Extracted records
··········

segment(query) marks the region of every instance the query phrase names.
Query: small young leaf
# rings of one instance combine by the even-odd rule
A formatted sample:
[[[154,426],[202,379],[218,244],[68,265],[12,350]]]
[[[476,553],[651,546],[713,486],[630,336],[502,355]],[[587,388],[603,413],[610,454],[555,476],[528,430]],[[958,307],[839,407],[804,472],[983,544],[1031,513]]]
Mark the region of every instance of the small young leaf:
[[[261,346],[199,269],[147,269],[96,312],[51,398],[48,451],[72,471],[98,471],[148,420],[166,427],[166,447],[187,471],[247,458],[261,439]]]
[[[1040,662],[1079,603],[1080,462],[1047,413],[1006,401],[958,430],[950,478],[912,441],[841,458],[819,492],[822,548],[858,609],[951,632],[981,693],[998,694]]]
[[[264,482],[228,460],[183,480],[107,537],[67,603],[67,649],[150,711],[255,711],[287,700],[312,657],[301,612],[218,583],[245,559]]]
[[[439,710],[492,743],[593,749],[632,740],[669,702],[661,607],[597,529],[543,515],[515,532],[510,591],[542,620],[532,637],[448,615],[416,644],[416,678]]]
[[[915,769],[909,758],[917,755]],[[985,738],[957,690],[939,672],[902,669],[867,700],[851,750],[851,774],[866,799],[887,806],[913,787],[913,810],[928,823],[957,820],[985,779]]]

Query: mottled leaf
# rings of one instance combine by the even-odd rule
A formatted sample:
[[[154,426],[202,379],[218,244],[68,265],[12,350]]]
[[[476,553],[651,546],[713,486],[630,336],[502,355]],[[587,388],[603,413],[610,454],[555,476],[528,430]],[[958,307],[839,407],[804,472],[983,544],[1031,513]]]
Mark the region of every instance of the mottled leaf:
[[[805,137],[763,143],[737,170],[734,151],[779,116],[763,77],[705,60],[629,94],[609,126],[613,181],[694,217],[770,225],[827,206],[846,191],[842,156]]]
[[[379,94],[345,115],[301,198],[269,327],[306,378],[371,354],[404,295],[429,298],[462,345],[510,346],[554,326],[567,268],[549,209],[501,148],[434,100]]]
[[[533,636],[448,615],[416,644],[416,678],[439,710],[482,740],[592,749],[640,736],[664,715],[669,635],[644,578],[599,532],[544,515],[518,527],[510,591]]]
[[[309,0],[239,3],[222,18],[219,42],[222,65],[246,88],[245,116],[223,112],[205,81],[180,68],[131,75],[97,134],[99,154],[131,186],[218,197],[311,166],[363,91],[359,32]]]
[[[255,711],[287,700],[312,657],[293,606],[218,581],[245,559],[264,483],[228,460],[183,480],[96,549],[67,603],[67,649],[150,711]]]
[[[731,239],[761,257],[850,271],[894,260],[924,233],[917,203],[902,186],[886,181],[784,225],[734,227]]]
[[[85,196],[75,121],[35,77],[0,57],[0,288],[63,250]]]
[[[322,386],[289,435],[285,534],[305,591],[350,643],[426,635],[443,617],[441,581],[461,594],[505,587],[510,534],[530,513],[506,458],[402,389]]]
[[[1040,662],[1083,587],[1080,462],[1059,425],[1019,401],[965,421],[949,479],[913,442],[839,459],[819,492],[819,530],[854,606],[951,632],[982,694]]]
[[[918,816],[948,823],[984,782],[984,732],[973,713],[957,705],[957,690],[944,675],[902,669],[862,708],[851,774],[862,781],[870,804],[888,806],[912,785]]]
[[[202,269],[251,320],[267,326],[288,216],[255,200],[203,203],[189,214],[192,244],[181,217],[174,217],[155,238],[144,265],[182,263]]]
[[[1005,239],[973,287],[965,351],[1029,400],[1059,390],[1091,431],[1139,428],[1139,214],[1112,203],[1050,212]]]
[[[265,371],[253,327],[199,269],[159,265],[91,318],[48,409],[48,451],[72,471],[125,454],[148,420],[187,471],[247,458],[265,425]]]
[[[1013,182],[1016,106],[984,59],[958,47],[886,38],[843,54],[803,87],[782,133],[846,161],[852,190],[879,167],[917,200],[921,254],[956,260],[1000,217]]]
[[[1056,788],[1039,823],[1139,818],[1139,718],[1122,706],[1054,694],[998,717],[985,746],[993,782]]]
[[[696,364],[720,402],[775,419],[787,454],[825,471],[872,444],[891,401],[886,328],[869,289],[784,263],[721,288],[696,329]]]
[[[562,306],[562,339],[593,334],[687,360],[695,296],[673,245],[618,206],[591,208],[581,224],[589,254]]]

··········

■ EXERCISE DIRECTIONS:
Copy all of the items above word for word, changing nothing.

■ FINAL RESULT:
segment(query) marks the region of every instance the query phrase names.
Query: small young leaf
# rings of one instance combine by the even-odd rule
A formatted sample:
[[[154,426],[202,379],[218,244],[68,265],[12,350]]]
[[[476,553],[651,546],[713,486],[630,336],[502,355]],[[587,388],[603,413],[610,454],[555,476],[528,430]],[[958,307],[839,407],[804,472],[983,544],[1031,513]]]
Mark the region of every instance of the small young leaf:
[[[261,346],[199,269],[147,269],[96,312],[51,398],[48,451],[72,471],[98,471],[148,420],[166,427],[166,447],[187,471],[247,458],[261,439]]]
[[[1040,662],[1079,603],[1080,462],[1047,413],[1006,401],[958,430],[950,478],[912,441],[841,458],[819,492],[822,548],[858,609],[951,632],[981,693],[998,694]]]
[[[264,482],[228,460],[183,480],[107,537],[67,603],[67,649],[150,711],[255,711],[287,700],[312,657],[301,612],[218,583],[245,559]]]
[[[439,710],[492,743],[593,749],[632,740],[669,702],[661,607],[597,529],[543,515],[515,532],[510,591],[542,620],[532,637],[448,615],[416,644],[416,678]]]
[[[915,769],[909,758],[917,755]],[[985,738],[957,690],[939,672],[902,669],[867,700],[851,750],[851,774],[866,799],[887,806],[913,787],[913,810],[928,823],[957,820],[985,779]]]

Query: mottled leaf
# rings of one instance combine by the even-odd rule
A formatted sample:
[[[154,426],[202,379],[218,244],[68,265],[12,350]]]
[[[476,553],[651,546],[713,486],[630,336],[502,355]],[[587,388],[603,413],[610,454],[555,476],[528,430]],[[958,307],[839,407],[804,472],[983,544],[1031,513]]]
Mark the region of every instance of the mottled leaf:
[[[805,137],[763,143],[737,170],[734,151],[779,116],[763,77],[705,60],[629,94],[609,126],[613,181],[694,217],[770,225],[827,206],[846,191],[842,156]]]
[[[379,94],[345,115],[301,198],[269,327],[306,378],[371,354],[404,295],[429,298],[462,345],[510,346],[554,326],[567,268],[549,209],[501,148],[434,100]]]
[[[533,636],[448,615],[416,644],[416,678],[439,710],[482,740],[592,749],[640,736],[664,715],[669,635],[644,578],[599,532],[544,515],[518,527],[510,591]]]
[[[309,0],[239,3],[222,18],[219,42],[222,65],[246,88],[245,116],[223,112],[205,81],[180,68],[131,75],[97,134],[99,154],[131,186],[218,197],[311,166],[363,91],[359,32]]]
[[[255,711],[287,700],[312,657],[293,606],[218,581],[245,559],[264,483],[228,460],[183,480],[96,549],[67,603],[67,649],[150,711]]]
[[[731,239],[761,257],[850,271],[894,260],[924,233],[917,203],[902,186],[886,181],[784,225],[734,227]]]
[[[85,196],[75,121],[35,77],[0,57],[0,288],[63,250]]]
[[[322,386],[289,435],[285,534],[305,591],[350,643],[426,635],[443,617],[441,581],[461,594],[505,587],[510,534],[530,513],[506,458],[402,389]]]
[[[1040,662],[1083,587],[1080,462],[1059,425],[1019,401],[965,421],[949,479],[913,442],[839,459],[819,492],[819,530],[854,606],[951,632],[982,694]]]
[[[918,816],[948,823],[984,782],[984,732],[973,713],[957,705],[957,690],[944,675],[902,669],[862,708],[851,774],[862,781],[870,804],[888,806],[912,785]]]
[[[202,269],[251,320],[267,326],[288,216],[255,200],[203,203],[189,214],[192,244],[181,217],[174,217],[155,238],[144,265],[182,263]]]
[[[1005,239],[973,287],[965,351],[1029,400],[1059,390],[1091,431],[1139,428],[1139,214],[1112,203],[1050,212]]]
[[[265,371],[253,327],[199,269],[159,265],[91,318],[48,409],[48,451],[72,471],[125,454],[148,420],[187,471],[247,458],[265,425]]]
[[[1013,182],[1016,106],[984,59],[958,47],[886,38],[843,54],[803,87],[782,133],[846,161],[852,190],[879,167],[917,200],[921,254],[956,260],[1000,217]]]
[[[1056,788],[1039,823],[1139,818],[1139,718],[1122,706],[1054,694],[998,717],[985,746],[993,782]]]
[[[696,364],[720,402],[775,419],[787,454],[825,471],[872,444],[891,401],[886,328],[869,289],[784,263],[721,288],[696,329]]]
[[[562,306],[562,339],[593,334],[687,360],[695,296],[673,245],[618,206],[591,208],[581,224],[589,254]]]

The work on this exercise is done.